Dataset rows on where objects appear:

==========

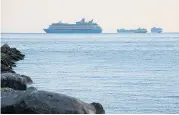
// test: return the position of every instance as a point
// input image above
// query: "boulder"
(32, 101)
(15, 81)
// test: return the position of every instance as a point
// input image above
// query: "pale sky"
(34, 15)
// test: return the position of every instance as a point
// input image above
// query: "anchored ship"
(156, 30)
(138, 30)
(79, 27)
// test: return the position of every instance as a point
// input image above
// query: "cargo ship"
(156, 30)
(138, 30)
(79, 27)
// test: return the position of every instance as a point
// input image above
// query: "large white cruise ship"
(79, 27)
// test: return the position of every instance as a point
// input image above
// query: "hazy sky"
(34, 15)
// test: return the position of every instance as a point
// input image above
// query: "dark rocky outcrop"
(17, 98)
(8, 57)
(15, 81)
(44, 102)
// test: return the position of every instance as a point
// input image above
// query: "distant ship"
(79, 27)
(156, 30)
(139, 30)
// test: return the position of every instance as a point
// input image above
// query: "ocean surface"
(126, 73)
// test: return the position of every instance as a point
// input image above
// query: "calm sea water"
(126, 73)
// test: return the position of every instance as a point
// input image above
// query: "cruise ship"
(156, 30)
(79, 27)
(138, 30)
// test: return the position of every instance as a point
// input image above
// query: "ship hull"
(72, 31)
(131, 32)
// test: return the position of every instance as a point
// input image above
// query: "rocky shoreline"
(17, 98)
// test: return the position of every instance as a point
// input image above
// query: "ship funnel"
(91, 21)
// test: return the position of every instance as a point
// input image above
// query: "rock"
(10, 55)
(5, 48)
(5, 68)
(33, 101)
(15, 81)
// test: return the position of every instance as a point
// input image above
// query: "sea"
(126, 73)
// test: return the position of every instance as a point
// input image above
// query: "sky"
(31, 16)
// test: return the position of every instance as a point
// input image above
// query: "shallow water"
(126, 73)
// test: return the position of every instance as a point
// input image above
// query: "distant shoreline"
(92, 33)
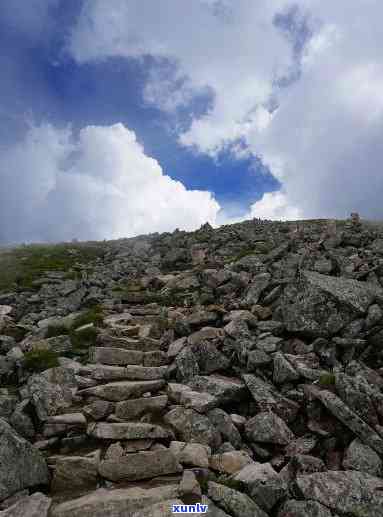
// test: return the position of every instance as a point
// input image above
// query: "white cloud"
(324, 140)
(274, 206)
(94, 185)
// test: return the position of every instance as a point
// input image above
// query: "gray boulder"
(36, 505)
(349, 492)
(22, 466)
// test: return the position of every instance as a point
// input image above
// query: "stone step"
(61, 424)
(144, 344)
(121, 502)
(134, 408)
(102, 372)
(140, 465)
(118, 391)
(127, 431)
(115, 356)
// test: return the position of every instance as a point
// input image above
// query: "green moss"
(234, 484)
(40, 359)
(21, 266)
(56, 330)
(84, 338)
(327, 379)
(93, 315)
(204, 479)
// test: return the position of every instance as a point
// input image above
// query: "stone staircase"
(113, 435)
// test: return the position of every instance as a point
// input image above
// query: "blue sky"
(248, 109)
(109, 92)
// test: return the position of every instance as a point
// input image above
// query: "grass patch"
(56, 330)
(84, 338)
(40, 359)
(93, 315)
(234, 484)
(21, 266)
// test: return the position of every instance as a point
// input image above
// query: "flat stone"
(225, 389)
(22, 465)
(134, 408)
(61, 424)
(191, 454)
(121, 502)
(234, 502)
(268, 428)
(36, 505)
(263, 484)
(74, 473)
(191, 426)
(127, 431)
(350, 419)
(175, 391)
(222, 421)
(357, 295)
(145, 373)
(103, 372)
(268, 398)
(347, 492)
(162, 509)
(142, 465)
(118, 391)
(176, 347)
(115, 356)
(294, 508)
(99, 409)
(229, 462)
(361, 457)
(201, 402)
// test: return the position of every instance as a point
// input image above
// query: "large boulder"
(36, 505)
(349, 492)
(322, 305)
(122, 502)
(51, 391)
(22, 466)
(191, 426)
(142, 465)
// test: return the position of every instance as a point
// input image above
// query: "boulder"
(347, 492)
(134, 408)
(36, 505)
(74, 474)
(267, 427)
(22, 465)
(127, 431)
(190, 426)
(234, 502)
(359, 456)
(118, 391)
(142, 465)
(122, 502)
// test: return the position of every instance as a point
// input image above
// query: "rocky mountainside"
(239, 368)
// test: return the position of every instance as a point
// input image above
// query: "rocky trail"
(239, 368)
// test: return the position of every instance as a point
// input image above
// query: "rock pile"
(241, 368)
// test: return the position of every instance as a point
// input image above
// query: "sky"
(127, 117)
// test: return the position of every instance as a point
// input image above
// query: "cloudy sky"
(126, 117)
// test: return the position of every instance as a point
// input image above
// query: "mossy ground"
(40, 359)
(21, 266)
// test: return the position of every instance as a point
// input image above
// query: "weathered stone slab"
(117, 391)
(116, 503)
(127, 431)
(142, 465)
(134, 408)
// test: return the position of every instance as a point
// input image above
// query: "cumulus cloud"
(274, 205)
(299, 85)
(96, 184)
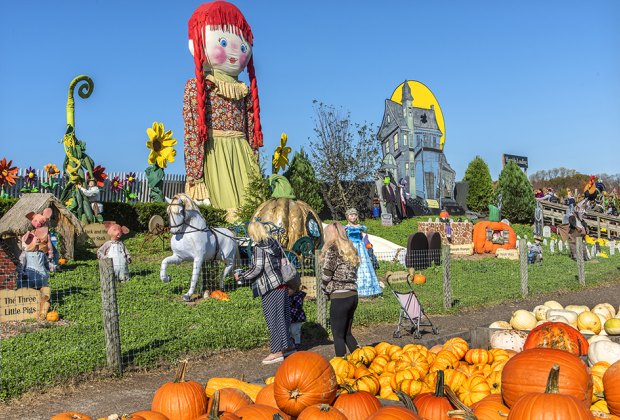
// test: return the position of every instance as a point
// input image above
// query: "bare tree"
(345, 156)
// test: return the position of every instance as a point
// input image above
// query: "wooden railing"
(602, 224)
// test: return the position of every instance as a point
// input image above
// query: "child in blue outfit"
(298, 316)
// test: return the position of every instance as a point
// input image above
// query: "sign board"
(97, 233)
(386, 219)
(464, 249)
(20, 304)
(521, 161)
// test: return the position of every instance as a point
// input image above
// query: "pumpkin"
(419, 279)
(150, 415)
(570, 316)
(550, 404)
(356, 405)
(71, 415)
(482, 245)
(528, 372)
(52, 316)
(557, 335)
(230, 400)
(259, 412)
(522, 320)
(304, 379)
(434, 405)
(180, 399)
(214, 384)
(588, 320)
(612, 326)
(265, 396)
(611, 383)
(603, 351)
(508, 339)
(408, 412)
(321, 411)
(296, 217)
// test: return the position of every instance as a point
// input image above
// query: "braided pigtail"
(258, 133)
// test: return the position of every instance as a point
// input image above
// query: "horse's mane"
(184, 199)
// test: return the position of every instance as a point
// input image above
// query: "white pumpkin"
(588, 320)
(612, 326)
(577, 308)
(553, 304)
(596, 338)
(502, 325)
(508, 340)
(540, 312)
(603, 311)
(604, 351)
(570, 316)
(522, 320)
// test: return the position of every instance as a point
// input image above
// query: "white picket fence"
(173, 184)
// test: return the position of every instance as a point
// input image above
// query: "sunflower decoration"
(52, 172)
(161, 143)
(280, 156)
(8, 174)
(31, 179)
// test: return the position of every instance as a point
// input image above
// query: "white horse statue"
(193, 240)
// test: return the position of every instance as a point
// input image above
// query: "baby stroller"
(411, 312)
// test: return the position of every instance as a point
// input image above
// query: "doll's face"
(226, 51)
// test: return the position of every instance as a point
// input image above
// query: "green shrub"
(480, 193)
(6, 204)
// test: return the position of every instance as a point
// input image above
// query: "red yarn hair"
(227, 17)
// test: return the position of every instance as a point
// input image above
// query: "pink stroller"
(411, 312)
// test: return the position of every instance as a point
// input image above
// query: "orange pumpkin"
(611, 382)
(259, 412)
(550, 404)
(482, 245)
(321, 411)
(180, 399)
(150, 415)
(528, 372)
(434, 405)
(557, 335)
(71, 415)
(230, 400)
(304, 379)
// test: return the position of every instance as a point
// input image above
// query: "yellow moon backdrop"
(422, 98)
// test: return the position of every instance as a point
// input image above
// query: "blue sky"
(533, 78)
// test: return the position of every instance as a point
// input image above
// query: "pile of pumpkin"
(598, 323)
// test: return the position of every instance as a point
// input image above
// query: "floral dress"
(367, 282)
(219, 170)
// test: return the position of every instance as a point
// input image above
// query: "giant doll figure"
(222, 124)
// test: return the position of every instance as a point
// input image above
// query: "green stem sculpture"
(76, 159)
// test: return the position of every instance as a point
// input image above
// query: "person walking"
(265, 274)
(339, 261)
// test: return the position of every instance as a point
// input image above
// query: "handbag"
(290, 276)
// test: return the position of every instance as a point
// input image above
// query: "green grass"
(157, 327)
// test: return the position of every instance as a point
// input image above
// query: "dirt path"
(135, 390)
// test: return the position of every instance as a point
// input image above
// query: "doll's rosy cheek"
(217, 55)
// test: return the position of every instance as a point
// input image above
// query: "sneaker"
(273, 358)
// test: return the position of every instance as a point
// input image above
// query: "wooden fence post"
(321, 299)
(447, 281)
(110, 316)
(581, 270)
(523, 266)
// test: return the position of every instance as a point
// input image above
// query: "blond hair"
(257, 232)
(334, 235)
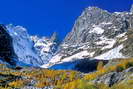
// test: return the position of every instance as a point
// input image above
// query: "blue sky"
(43, 17)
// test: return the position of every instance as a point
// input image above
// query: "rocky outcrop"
(97, 34)
(7, 52)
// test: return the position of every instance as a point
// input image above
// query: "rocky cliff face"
(30, 50)
(97, 34)
(7, 53)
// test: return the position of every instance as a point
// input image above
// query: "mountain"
(97, 34)
(31, 50)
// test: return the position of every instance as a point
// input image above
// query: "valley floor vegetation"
(62, 79)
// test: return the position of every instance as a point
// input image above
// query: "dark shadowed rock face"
(6, 48)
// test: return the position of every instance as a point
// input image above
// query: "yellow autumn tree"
(100, 65)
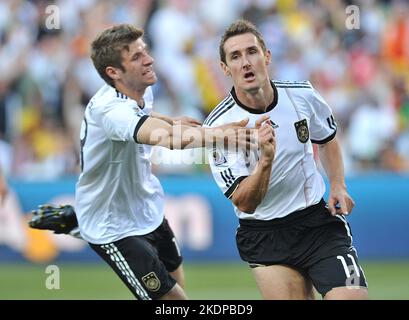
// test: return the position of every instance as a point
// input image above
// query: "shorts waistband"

==========

▶ **The exercise**: How many lines of the entries contain the string "hair", with case counting? Reply with the number alone.

▶ **Completed exercise**: 2